EXERCISE PASSAGE

Dijo Jose Antony's Jana Gana Mana opens with a voiceover that says truth always triumphs. That is what we are taught to believe, right? But is that statement itself true? Because, today, aren't we surrounded by so many lies and manipulations and so much militant wokeness that the "truth" is no longer tangible. Take the case of a married woman who died while eloping with her lover. The news appears on the last page. Take the case of a college professor who is murdered. That becomes the headline. Both are women. Both are dead. But isn't there a discrimination being made based on the "assumed character" of the individual? Take another instance. Let's say we are asked who is likely to be a criminal: a  fair-complexioned, middle-class looking man vs. a dark-skinned, lower-class (and possibly oppressed-class) man? The film includes us in these situations. It points a finger at not just its bad characters but also the audience.

The audience consists of those armchair critics who become the judge and jury whenever there is a newsworthy event. The audience includes our media, which revels in sensation: whether it is Sushant Singh Rajput or Rohith Vemula. The audience includes organisations that claim to fight for a gender or class or whatever cause, but with their own agenda. The audience includes students who protest and are labelled anti-national and urban Naxals. Most of us think we are doing the right thing, but are we really? Do we have all the facts? And if we don't, are we ensuring that "truth always triumphs"?

This is a fantastic premise, and I wish Sharis Mohammed's writing and Dijo Jose Antony's direction had been equally fantastic. Both these aspects are merely functional and very broad, very A-for-apple. Adding to the feeling of being hammered on the head with the film's emotions is the huge background score by Jakes Bejoy. I don't want to complain too much, because this is an effective and very watchable movie. I am just wondering how much better things would have been if the form had matched the powerful content.

The screenplay does not know how to hold back (especially towards the end, where it tries to do too much) – but there's no denying that the writing has bern thought through. We are in 2014. We see a bit of Prithviraj's story, during what a journalist calls a "sensational case". We then move to 2019. This is another "sensational case," but this time the actor on screen is Suraj Venjaramoodu. At another point, we cut to a hospital with an ailing little girl. We see her grandfather. We are told he is in some kind of problem. But before we can find out what this problem is, we cut away to something else. This is the back-and-forth structure, and we spend a lot of time in the aftermath of the crime. We see the reactions of students, the media. We even get a politics professor who urges his students to join the nationwide protests.

PROMPT 1
Reproduce the passage of the review from "The screenplay does" up to and including "the nationwide protests.".
PROMPT 2
According to the review, who composed the film's background score?

MATERIAL PROVIDED

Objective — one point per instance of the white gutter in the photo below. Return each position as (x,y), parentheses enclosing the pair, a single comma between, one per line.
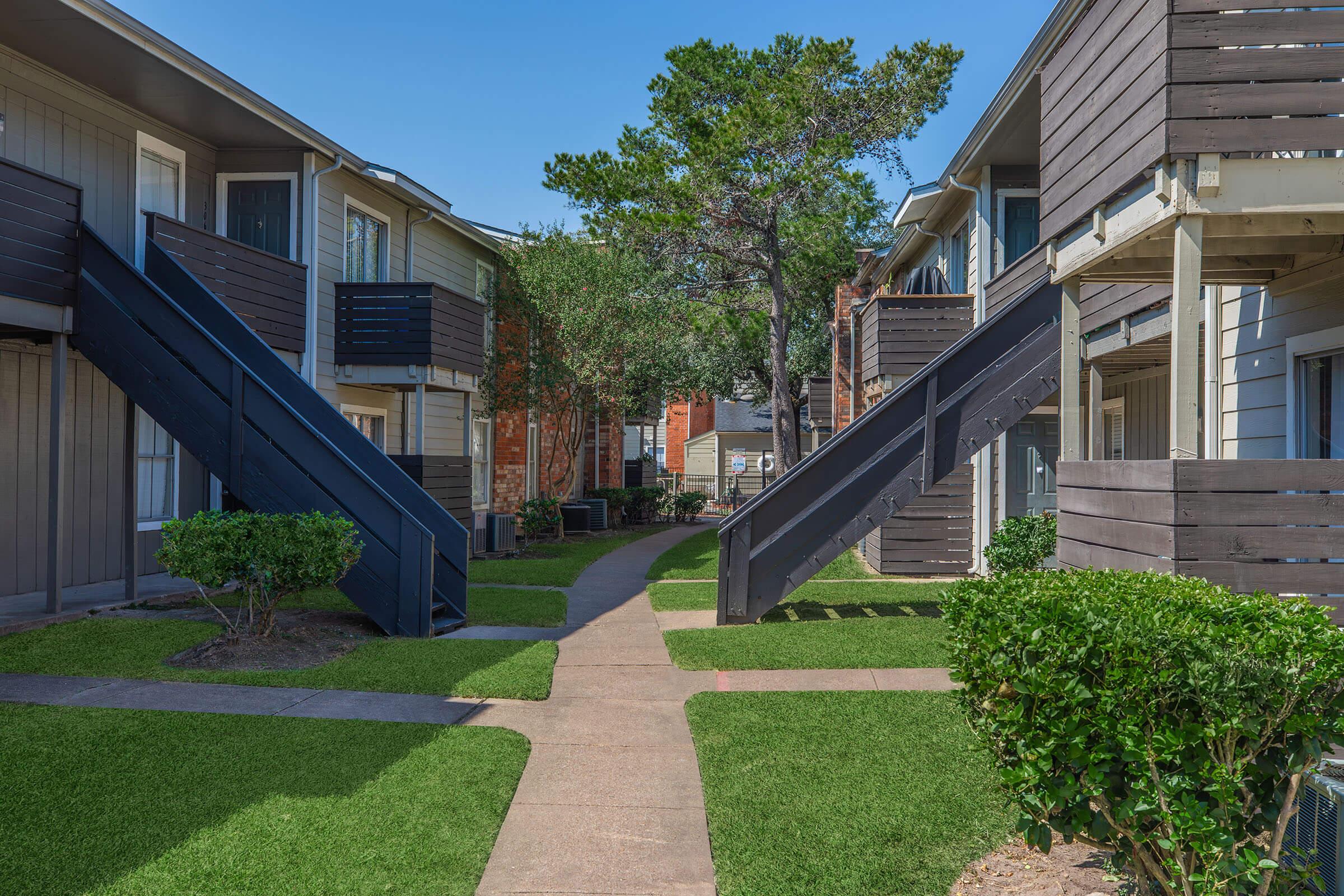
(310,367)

PROBLEM SOLUTION 1
The screenplay does not know how to hold back (especially towards the end, where it tries to do too much) – but there's no denying that the writing has bern thought through. We are in 2014. We see a bit of Prithviraj's story, during what a journalist calls a "sensational case". We then move to 2019. This is another "sensational case," but this time the actor on screen is Suraj Venjaramoodu. At another point, we cut to a hospital with an ailing little girl. We see her grandfather. We are told he is in some kind of problem. But before we can find out what this problem is, we cut away to something else. This is the back-and-forth structure, and we spend a lot of time in the aftermath of the crime. We see the reactions of students, the media. We even get a politics professor who urges his students to join the nationwide protests.

PROBLEM SOLUTION 2
Jakes Bejoy